▶ [RECORDS SUPPLIED]
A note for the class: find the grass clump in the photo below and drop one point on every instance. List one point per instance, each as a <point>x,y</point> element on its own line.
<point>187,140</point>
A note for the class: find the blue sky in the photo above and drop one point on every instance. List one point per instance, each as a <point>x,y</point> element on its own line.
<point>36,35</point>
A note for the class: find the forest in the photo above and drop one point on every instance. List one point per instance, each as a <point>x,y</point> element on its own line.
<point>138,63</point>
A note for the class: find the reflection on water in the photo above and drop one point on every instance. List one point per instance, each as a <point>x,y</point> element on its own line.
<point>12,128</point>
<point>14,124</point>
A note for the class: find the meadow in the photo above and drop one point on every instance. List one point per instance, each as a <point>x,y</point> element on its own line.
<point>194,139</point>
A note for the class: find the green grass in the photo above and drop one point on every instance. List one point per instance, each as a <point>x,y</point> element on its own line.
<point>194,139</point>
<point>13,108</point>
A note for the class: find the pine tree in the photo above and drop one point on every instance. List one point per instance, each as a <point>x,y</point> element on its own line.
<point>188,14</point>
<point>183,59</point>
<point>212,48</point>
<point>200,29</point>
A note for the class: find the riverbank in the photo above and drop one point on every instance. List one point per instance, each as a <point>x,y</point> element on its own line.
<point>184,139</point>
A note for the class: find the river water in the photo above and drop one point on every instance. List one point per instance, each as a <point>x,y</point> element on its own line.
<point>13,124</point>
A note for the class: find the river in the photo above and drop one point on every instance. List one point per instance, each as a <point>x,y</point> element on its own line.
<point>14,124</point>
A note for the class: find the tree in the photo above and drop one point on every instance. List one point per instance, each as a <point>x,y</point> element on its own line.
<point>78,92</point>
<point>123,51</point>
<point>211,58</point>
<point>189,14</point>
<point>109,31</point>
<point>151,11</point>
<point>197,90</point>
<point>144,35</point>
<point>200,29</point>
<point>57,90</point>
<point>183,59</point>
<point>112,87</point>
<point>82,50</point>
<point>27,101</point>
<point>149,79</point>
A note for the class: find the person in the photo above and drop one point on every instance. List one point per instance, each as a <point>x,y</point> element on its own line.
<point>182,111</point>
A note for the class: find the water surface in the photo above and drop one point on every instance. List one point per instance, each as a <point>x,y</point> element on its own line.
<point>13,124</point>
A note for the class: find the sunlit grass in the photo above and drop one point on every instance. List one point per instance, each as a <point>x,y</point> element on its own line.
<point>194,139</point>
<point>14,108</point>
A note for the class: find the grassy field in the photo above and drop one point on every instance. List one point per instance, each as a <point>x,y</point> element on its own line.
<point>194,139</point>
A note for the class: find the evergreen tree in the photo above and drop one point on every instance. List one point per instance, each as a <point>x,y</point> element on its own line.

▶ [ASSIGNMENT] All the data above should be restated in full, exactly.

▶ [ANSWER FOR THE TASK]
A note for the class: find the grass clump in the photo below and drop one point on every instance. List one point per instance, each as a <point>x,y</point> element on its own line.
<point>187,140</point>
A note for the class: find the blue sky in the photo above and drop one point on every instance. List one point per instance, each as a <point>x,y</point> element on its own line.
<point>36,35</point>
A note for the class: find the forest in the photo above and drop one point on every instance. List one point per instance, each as a <point>x,y</point> element on its own line.
<point>138,63</point>
A note for the class: find the reflection on water in the photo above and drop one point on every instance. List one point per instance, each as a <point>x,y</point> element on its own line.
<point>12,128</point>
<point>14,124</point>
A note for the class: find the meadow in the photo above and drop one point on every instance. List one point per instance, each as a <point>x,y</point> element on its own line.
<point>194,139</point>
A note for the class: find the green grass in the photo above and drop one point on every instance. List one point per instance, each as a <point>x,y</point> element on its own line.
<point>194,139</point>
<point>13,108</point>
A note for the class: find the pine tree in the photo above and drop one point on every instance. List one point per instance, each as a <point>x,y</point> element on its own line.
<point>188,14</point>
<point>183,59</point>
<point>212,48</point>
<point>200,29</point>
A note for the class: find the riverbank in the photo above and drop one point on every instance. List one point per instance, each as a <point>x,y</point> element on its own line.
<point>184,139</point>
A note for the class: find the river water in the photo above and drop one point on every instance. List one point per instance, each as a <point>x,y</point> element on its own line.
<point>13,124</point>
A note for the class: find the river in the photo above and drop one point on every instance. List one point per instance, each as a <point>x,y</point> element on its own line.
<point>14,124</point>
A note for the class: find the tree in the photo above and drop one point on every instance. List one point per instance, each as a <point>x,y</point> element on its own line.
<point>78,92</point>
<point>123,51</point>
<point>211,58</point>
<point>189,14</point>
<point>109,31</point>
<point>151,11</point>
<point>197,90</point>
<point>144,35</point>
<point>200,29</point>
<point>57,90</point>
<point>183,59</point>
<point>112,87</point>
<point>82,50</point>
<point>27,101</point>
<point>149,79</point>
A note for the class: find the person in the photo above and drop one point on every instance. List one point per instance, each as a <point>x,y</point> element on its own line.
<point>182,111</point>
A note for the class: find the water surface in the photo above and drop one point on every instance. List one point per instance, each as a <point>x,y</point> element on its own line.
<point>13,124</point>
A note for the class: find the sunlit grass in the photo above and drop one point on every instance. List one point per instance, each as a <point>x,y</point> element on its own line.
<point>194,139</point>
<point>14,108</point>
A note for the class: find the grassy field in the photo above and drop one point on every instance. List one point per instance, each as a <point>x,y</point> element on its own line.
<point>194,139</point>
A note for the class: find the evergreen tree in the photo above and drop one point on every instance. List one point per instance, each as a <point>x,y</point> element on its own line.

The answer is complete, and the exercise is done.